Items listed in a dataset:
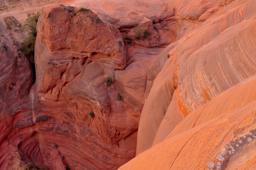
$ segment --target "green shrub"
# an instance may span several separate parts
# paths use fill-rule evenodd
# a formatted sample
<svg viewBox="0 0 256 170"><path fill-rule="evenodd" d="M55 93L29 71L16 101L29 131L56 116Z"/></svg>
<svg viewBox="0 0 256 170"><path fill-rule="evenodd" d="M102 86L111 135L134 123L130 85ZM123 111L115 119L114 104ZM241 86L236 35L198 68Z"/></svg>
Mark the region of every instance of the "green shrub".
<svg viewBox="0 0 256 170"><path fill-rule="evenodd" d="M58 145L58 144L57 144L54 143L53 144L53 148L57 148L58 147L59 147L59 146Z"/></svg>
<svg viewBox="0 0 256 170"><path fill-rule="evenodd" d="M123 36L124 39L127 40L127 43L128 44L131 44L131 40L129 36L125 34L122 34L122 35Z"/></svg>
<svg viewBox="0 0 256 170"><path fill-rule="evenodd" d="M122 96L119 94L119 93L117 94L117 98L116 98L116 99L118 100L124 101L124 99L123 98L123 97L122 97Z"/></svg>
<svg viewBox="0 0 256 170"><path fill-rule="evenodd" d="M111 84L114 83L114 80L112 80L111 77L106 77L105 78L104 83L106 87L110 86Z"/></svg>
<svg viewBox="0 0 256 170"><path fill-rule="evenodd" d="M91 111L89 112L88 114L88 117L90 118L91 117L94 117L94 112L93 111Z"/></svg>
<svg viewBox="0 0 256 170"><path fill-rule="evenodd" d="M123 45L123 42L121 40L118 41L118 45L120 46L121 46Z"/></svg>
<svg viewBox="0 0 256 170"><path fill-rule="evenodd" d="M22 21L23 24L23 28L20 31L21 32L28 32L28 40L27 41L24 41L22 44L26 49L25 55L27 57L30 57L31 61L33 62L35 42L37 34L37 23L39 15L40 13L39 12L36 14L28 14L27 18L25 20L22 20Z"/></svg>
<svg viewBox="0 0 256 170"><path fill-rule="evenodd" d="M76 12L74 13L74 15L76 15L76 14L80 12L82 12L83 11L86 11L86 12L88 12L90 11L91 11L91 10L89 9L85 8L82 7L81 8L80 8L78 10L77 10L76 11Z"/></svg>
<svg viewBox="0 0 256 170"><path fill-rule="evenodd" d="M151 33L146 28L141 26L136 25L132 30L134 33L134 38L135 39L139 39L142 37L148 38L151 35Z"/></svg>

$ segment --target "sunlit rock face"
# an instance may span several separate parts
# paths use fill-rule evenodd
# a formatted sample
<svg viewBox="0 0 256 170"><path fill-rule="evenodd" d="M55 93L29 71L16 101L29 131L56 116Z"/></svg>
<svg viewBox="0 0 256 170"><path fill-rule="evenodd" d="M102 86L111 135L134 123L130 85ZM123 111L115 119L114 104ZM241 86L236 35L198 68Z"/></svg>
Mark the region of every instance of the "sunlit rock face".
<svg viewBox="0 0 256 170"><path fill-rule="evenodd" d="M0 12L0 169L255 167L255 1L31 1ZM34 70L2 19L39 10Z"/></svg>
<svg viewBox="0 0 256 170"><path fill-rule="evenodd" d="M135 156L148 70L177 30L175 23L163 21L174 13L166 3L140 2L141 10L131 16L135 4L118 3L125 15L112 20L124 14L110 14L110 6L102 13L94 1L73 4L92 6L76 15L78 7L44 7L34 73L19 50L24 37L12 35L1 22L1 42L8 47L1 51L1 169L115 169ZM133 37L132 26L139 22L151 33L146 38Z"/></svg>

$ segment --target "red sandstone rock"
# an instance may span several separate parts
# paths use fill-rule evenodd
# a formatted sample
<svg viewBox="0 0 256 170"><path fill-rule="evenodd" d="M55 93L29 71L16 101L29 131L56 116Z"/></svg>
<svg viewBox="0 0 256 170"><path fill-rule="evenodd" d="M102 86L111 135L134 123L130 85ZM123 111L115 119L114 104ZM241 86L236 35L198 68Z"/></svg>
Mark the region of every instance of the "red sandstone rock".
<svg viewBox="0 0 256 170"><path fill-rule="evenodd" d="M136 150L120 169L253 169L256 5L233 1L47 6L31 87L24 35L0 21L0 168L116 169ZM128 44L136 24L151 35Z"/></svg>
<svg viewBox="0 0 256 170"><path fill-rule="evenodd" d="M165 17L151 14L156 21L173 15L173 8L165 4L156 6L163 7ZM155 31L160 39L153 49L139 45L139 40L125 44L116 27L91 11L74 16L67 8L52 5L42 10L35 45L36 82L22 89L29 88L29 93L18 103L1 110L13 116L2 117L1 140L42 168L116 169L135 156L147 70L173 40L166 35L175 30L162 30L170 22L158 24ZM124 31L129 35L130 31ZM106 77L114 81L109 87ZM117 99L118 93L123 101ZM92 111L94 117L88 117ZM9 158L2 157L1 168L19 168L11 161L13 165L7 165Z"/></svg>
<svg viewBox="0 0 256 170"><path fill-rule="evenodd" d="M198 27L165 52L170 58L165 66L160 65L167 59L164 54L155 62L148 76L154 84L148 82L146 87L152 87L140 119L137 155L151 147L168 108L170 121L158 133L165 136L184 116L256 73L256 52L251 46L256 42L255 5L252 1L234 2L222 8L222 15L217 12L202 23L193 21ZM160 71L155 80L148 78ZM172 101L175 90L178 97Z"/></svg>

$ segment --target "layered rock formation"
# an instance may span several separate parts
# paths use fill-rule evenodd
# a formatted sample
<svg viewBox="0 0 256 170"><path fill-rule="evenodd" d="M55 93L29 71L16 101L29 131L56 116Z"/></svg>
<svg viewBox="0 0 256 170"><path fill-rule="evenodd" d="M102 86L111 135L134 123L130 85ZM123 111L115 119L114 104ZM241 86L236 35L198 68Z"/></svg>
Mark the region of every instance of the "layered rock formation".
<svg viewBox="0 0 256 170"><path fill-rule="evenodd" d="M219 2L189 15L180 12L186 4L174 4L173 18L180 15L190 22L185 31L193 31L179 35L150 69L137 156L120 169L255 167L249 151L256 149L256 4Z"/></svg>
<svg viewBox="0 0 256 170"><path fill-rule="evenodd" d="M135 23L130 17L126 17L129 21L123 25L112 22L114 25L92 8L75 14L78 8L70 6L43 8L37 26L35 76L21 51L21 58L28 64L24 68L30 74L22 72L28 80L17 75L27 81L20 83L23 87L16 83L15 90L26 93L1 98L1 168L116 169L135 156L147 70L165 45L175 39L173 24L161 21L173 15L173 7L162 2L156 7L162 6L162 13L150 16L159 21L154 24L157 30L150 17L139 14L142 17L138 22L151 33L140 40L133 38L132 27L126 26ZM128 11L128 7L123 9ZM3 31L13 34L12 37L18 41L18 33L2 25ZM131 37L131 44L124 40L117 26ZM2 51L7 65L8 50ZM13 86L10 74L5 73L5 81L10 83L3 85L4 94L9 93L8 88ZM108 78L113 81L109 86L105 82Z"/></svg>
<svg viewBox="0 0 256 170"><path fill-rule="evenodd" d="M47 6L35 73L26 34L6 29L29 9L1 14L12 19L0 21L0 169L115 169L136 154L120 169L253 169L255 10L253 0ZM135 24L149 33L136 39Z"/></svg>

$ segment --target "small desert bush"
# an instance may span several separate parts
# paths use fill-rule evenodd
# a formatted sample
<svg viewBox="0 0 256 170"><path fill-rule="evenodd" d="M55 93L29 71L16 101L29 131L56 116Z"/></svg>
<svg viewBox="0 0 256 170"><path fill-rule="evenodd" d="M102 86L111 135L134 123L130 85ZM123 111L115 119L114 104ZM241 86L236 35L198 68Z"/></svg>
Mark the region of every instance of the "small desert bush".
<svg viewBox="0 0 256 170"><path fill-rule="evenodd" d="M53 148L57 148L58 147L59 147L59 146L58 146L58 144L54 143L53 144Z"/></svg>
<svg viewBox="0 0 256 170"><path fill-rule="evenodd" d="M139 39L141 37L148 38L151 35L151 33L146 28L141 26L136 25L132 30L134 33L134 38L135 39Z"/></svg>
<svg viewBox="0 0 256 170"><path fill-rule="evenodd" d="M122 96L119 94L119 93L117 94L117 98L116 98L116 99L118 100L124 101L124 99L123 98L123 97L122 97Z"/></svg>
<svg viewBox="0 0 256 170"><path fill-rule="evenodd" d="M94 117L94 112L93 111L91 111L89 112L88 114L88 117L90 118L91 117Z"/></svg>
<svg viewBox="0 0 256 170"><path fill-rule="evenodd" d="M86 11L86 12L88 12L91 11L91 10L89 9L88 8L84 8L81 7L77 11L76 11L76 12L74 13L74 15L76 15L76 14L79 12L82 12L83 11Z"/></svg>
<svg viewBox="0 0 256 170"><path fill-rule="evenodd" d="M21 32L28 32L28 40L24 41L22 45L26 49L25 55L30 58L33 56L35 50L35 42L37 37L37 23L40 13L38 12L35 14L29 14L25 20L22 20L23 23L23 28L20 31Z"/></svg>
<svg viewBox="0 0 256 170"><path fill-rule="evenodd" d="M112 80L111 77L108 77L105 78L104 83L106 87L110 86L114 83L114 80Z"/></svg>

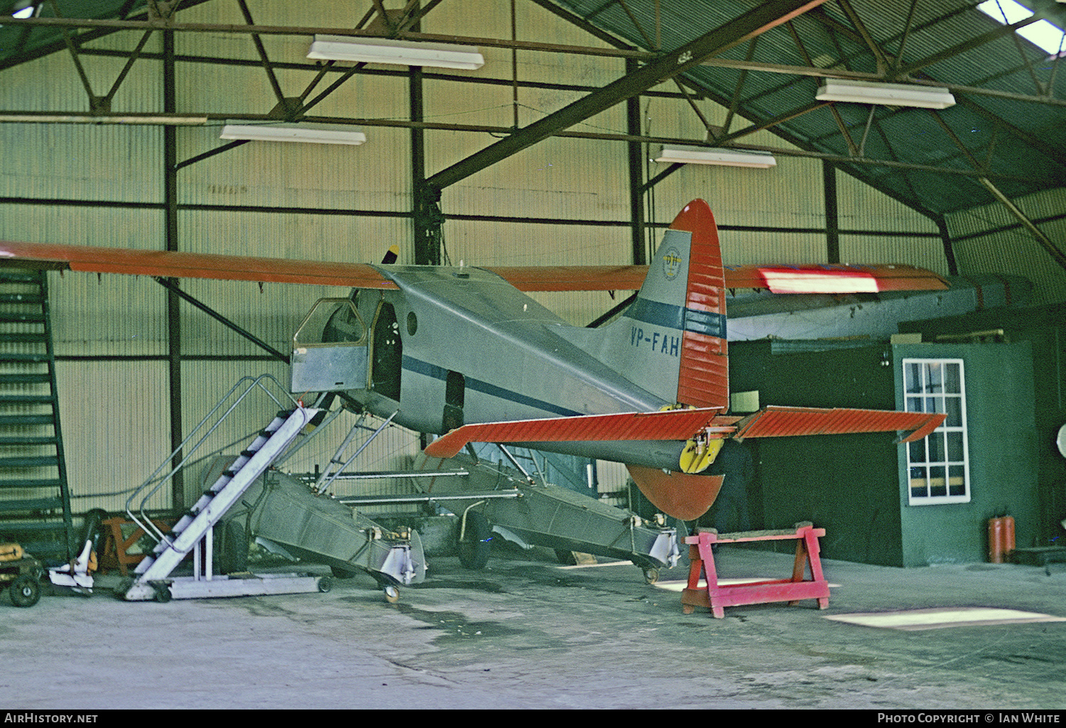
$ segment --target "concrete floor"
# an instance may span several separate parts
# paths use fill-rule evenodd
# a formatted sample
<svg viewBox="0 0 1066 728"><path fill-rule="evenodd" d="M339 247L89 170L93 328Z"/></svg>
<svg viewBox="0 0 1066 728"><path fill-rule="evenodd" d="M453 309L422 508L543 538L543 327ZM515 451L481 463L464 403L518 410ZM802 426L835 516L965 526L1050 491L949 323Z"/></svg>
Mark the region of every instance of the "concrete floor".
<svg viewBox="0 0 1066 728"><path fill-rule="evenodd" d="M543 556L543 559L540 559ZM722 547L725 577L786 553ZM368 577L327 594L124 602L0 597L5 709L1066 708L1066 621L899 631L829 615L997 606L1066 616L1066 565L893 569L824 562L829 609L682 613L627 565L549 552L438 557L388 604ZM661 580L683 580L682 568Z"/></svg>

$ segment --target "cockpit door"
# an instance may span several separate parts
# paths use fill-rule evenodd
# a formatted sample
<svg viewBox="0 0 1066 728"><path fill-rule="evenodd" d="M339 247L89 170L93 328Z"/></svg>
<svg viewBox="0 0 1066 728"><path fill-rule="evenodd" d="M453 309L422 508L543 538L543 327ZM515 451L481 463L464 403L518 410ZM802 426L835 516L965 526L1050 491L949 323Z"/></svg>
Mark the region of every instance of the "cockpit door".
<svg viewBox="0 0 1066 728"><path fill-rule="evenodd" d="M367 327L350 298L320 298L292 337L292 392L366 389Z"/></svg>

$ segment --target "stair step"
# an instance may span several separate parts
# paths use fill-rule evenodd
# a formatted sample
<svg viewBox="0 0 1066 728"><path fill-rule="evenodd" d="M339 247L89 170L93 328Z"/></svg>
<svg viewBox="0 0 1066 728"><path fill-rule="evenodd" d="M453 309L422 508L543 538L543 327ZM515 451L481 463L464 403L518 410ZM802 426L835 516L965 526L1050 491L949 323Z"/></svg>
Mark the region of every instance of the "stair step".
<svg viewBox="0 0 1066 728"><path fill-rule="evenodd" d="M0 334L0 343L45 343L49 339L41 331L18 331L16 334Z"/></svg>
<svg viewBox="0 0 1066 728"><path fill-rule="evenodd" d="M59 438L48 437L48 436L0 437L0 447L13 446L13 444L58 444L58 443L59 443Z"/></svg>
<svg viewBox="0 0 1066 728"><path fill-rule="evenodd" d="M58 455L33 455L29 457L0 457L0 468L45 468L58 466Z"/></svg>
<svg viewBox="0 0 1066 728"><path fill-rule="evenodd" d="M55 424L54 415L0 415L0 426L18 424Z"/></svg>
<svg viewBox="0 0 1066 728"><path fill-rule="evenodd" d="M45 384L52 381L48 372L27 374L0 374L0 384Z"/></svg>
<svg viewBox="0 0 1066 728"><path fill-rule="evenodd" d="M0 490L5 488L58 488L61 482L58 478L20 479L0 481Z"/></svg>
<svg viewBox="0 0 1066 728"><path fill-rule="evenodd" d="M51 361L51 357L48 354L12 354L10 352L0 353L0 361L18 362L18 361Z"/></svg>
<svg viewBox="0 0 1066 728"><path fill-rule="evenodd" d="M0 394L0 405L5 404L51 404L52 394Z"/></svg>
<svg viewBox="0 0 1066 728"><path fill-rule="evenodd" d="M0 323L4 324L43 324L44 313L22 313L19 311L0 311Z"/></svg>
<svg viewBox="0 0 1066 728"><path fill-rule="evenodd" d="M41 293L0 293L0 304L36 304L45 302Z"/></svg>
<svg viewBox="0 0 1066 728"><path fill-rule="evenodd" d="M41 271L17 268L0 269L0 284L39 284Z"/></svg>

** PROBLEM DESCRIPTION **
Copy the rows from the start through the line with "45L123 42L121 40L118", putting "leafy bush" in place of "green shrub" and leaving everything else the same. Leave the pictures out of your answer.

** EXERCISE RESULT **
$ segment --target "leafy bush"
# an instance may span several separate parts
# paths use fill-rule evenodd
# a formatted sample
<svg viewBox="0 0 256 170"><path fill-rule="evenodd" d="M55 93L29 71L16 101L29 131L56 116Z"/></svg>
<svg viewBox="0 0 256 170"><path fill-rule="evenodd" d="M102 86L111 135L134 123L130 85ZM123 111L115 119L114 104ZM241 86L236 35L198 68Z"/></svg>
Mark the region of every instance of the "leafy bush".
<svg viewBox="0 0 256 170"><path fill-rule="evenodd" d="M58 145L58 144L57 144L54 143L53 144L53 148L57 148L58 147L59 147L59 146Z"/></svg>
<svg viewBox="0 0 256 170"><path fill-rule="evenodd" d="M123 36L124 39L127 40L127 43L128 44L131 44L131 40L129 36L125 34L122 34L122 35Z"/></svg>
<svg viewBox="0 0 256 170"><path fill-rule="evenodd" d="M122 96L119 94L119 93L117 94L117 98L116 98L116 99L118 100L124 101L124 99L123 98L123 97L122 97Z"/></svg>
<svg viewBox="0 0 256 170"><path fill-rule="evenodd" d="M111 84L114 83L114 80L112 80L111 77L106 77L105 78L104 83L106 87L110 86Z"/></svg>
<svg viewBox="0 0 256 170"><path fill-rule="evenodd" d="M91 111L89 112L88 114L88 117L90 118L91 117L94 117L94 112L93 111Z"/></svg>
<svg viewBox="0 0 256 170"><path fill-rule="evenodd" d="M123 45L123 42L121 40L118 41L118 45L120 46L121 46Z"/></svg>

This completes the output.